# I am switching from eircom to UPC - anything I need to look out for?



## Brendan Burgess

I have not had access to eircom broadband for the past few weeks due to some equipment problems in the exchange, so I have decided, reluctantly to switch to UPC, where I have my TV and radio anyway. 

Is there anything I need to watch out for? 

I am paying €71 per month.  €66 for The Essential Bundle and €5 for "anytime calls" 

I have to pay €149 to eircom phone watch to install a "GSM adapter" , but upc will give me credit of €75 towards it on my first bill. 

I am paying €45 for the engineer to install the UPC 

When it's installed, I go onto the UPC website and fill in a form, and they will move my phone number and cancel my eircom account. They said that after I fill in the form, they will do the rest. 

I presume I keep my eircom.net email address? 

Anything else?


----------



## kkelliher

Brendan, your only real issue may be the wiring of phone points in your property. The upc phone line will come directly out of the router so if you have multipal points in your property you will need to have the UPC line connected into the existing wiring otherwise the only phone that will work is the one directly connected to the router.

(Coordinate annotation entries)
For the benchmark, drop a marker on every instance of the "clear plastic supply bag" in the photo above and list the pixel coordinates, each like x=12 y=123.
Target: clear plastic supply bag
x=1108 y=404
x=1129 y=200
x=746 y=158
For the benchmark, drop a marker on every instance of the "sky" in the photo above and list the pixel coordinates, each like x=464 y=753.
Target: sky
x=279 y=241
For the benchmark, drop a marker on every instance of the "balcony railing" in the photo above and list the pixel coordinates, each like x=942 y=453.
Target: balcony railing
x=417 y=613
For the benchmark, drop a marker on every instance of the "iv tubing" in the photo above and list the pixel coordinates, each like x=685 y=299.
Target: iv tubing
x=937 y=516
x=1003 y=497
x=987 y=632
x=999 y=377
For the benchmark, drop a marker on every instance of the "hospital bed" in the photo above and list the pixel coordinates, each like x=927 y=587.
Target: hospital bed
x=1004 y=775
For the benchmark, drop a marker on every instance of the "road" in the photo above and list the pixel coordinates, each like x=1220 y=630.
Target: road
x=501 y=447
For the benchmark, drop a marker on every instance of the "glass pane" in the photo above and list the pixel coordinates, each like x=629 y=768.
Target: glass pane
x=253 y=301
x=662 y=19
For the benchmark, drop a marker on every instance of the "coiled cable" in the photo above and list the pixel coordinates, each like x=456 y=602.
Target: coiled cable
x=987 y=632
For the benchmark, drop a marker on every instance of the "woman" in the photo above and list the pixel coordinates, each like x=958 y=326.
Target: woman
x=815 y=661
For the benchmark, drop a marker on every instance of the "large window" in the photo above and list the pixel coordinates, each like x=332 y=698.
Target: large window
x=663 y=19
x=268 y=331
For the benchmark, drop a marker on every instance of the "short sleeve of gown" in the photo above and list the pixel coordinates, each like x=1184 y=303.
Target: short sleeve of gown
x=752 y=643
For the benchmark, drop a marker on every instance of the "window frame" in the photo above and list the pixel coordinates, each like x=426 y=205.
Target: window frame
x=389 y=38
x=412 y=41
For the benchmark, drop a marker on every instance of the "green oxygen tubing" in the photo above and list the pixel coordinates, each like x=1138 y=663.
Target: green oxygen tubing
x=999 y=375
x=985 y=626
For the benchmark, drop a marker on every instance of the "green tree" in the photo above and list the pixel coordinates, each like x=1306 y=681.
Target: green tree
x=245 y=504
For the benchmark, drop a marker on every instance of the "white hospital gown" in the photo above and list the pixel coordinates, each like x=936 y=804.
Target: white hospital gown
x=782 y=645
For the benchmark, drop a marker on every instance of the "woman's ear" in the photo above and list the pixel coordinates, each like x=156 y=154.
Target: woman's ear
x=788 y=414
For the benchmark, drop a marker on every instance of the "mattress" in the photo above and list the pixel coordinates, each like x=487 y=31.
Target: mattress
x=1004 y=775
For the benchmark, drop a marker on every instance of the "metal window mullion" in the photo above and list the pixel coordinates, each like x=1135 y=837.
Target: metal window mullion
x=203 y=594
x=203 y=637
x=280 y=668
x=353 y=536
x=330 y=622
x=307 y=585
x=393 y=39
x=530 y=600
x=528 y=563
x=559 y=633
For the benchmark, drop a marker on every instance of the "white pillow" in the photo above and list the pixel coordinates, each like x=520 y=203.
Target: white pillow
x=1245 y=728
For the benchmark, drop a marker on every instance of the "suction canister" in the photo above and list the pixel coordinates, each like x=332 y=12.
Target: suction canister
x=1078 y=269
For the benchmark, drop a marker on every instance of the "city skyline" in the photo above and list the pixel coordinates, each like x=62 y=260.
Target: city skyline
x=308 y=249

◆ **Exercise set**
**a)** Quote the forum thread about switching from eircom to UPC in full, word for word.
**b)** Print the stretch of the records from the line containing "like x=942 y=453." through the line containing "x=417 y=613", reproducing only those lines without any change.

◆ **Solution list**
**a)**
# I am switching from eircom to UPC - anything I need to look out for?



## Brendan Burgess

I have not had access to eircom broadband for the past few weeks due to some equipment problems in the exchange, so I have decided, reluctantly to switch to UPC, where I have my TV and radio anyway. 

Is there anything I need to watch out for? 

I am paying €71 per month.  €66 for The Essential Bundle and €5 for "anytime calls" 

I have to pay €149 to eircom phone watch to install a "GSM adapter" , but upc will give me credit of €75 towards it on my first bill. 

I am paying €45 for the engineer to install the UPC 

When it's installed, I go onto the UPC website and fill in a form, and they will move my phone number and cancel my eircom account. They said that after I fill in the form, they will do the rest. 

I presume I keep my eircom.net email address? 

Anything else?


----------



## kkelliher

Brendan, your only real issue may be the wiring of phone points in your property. The upc phone line will come directly out of the router so if you have multipal points in your property you will need to have the UPC line connected into the existing wiring otherwise the only phone that will work is the one directly connected to the router.

**b)**
For the benchmark, drop a marker on every instance of the "balcony railing" in the photo above and list the pixel coordinates, each like x=942 y=453.
Target: balcony railing
x=417 y=613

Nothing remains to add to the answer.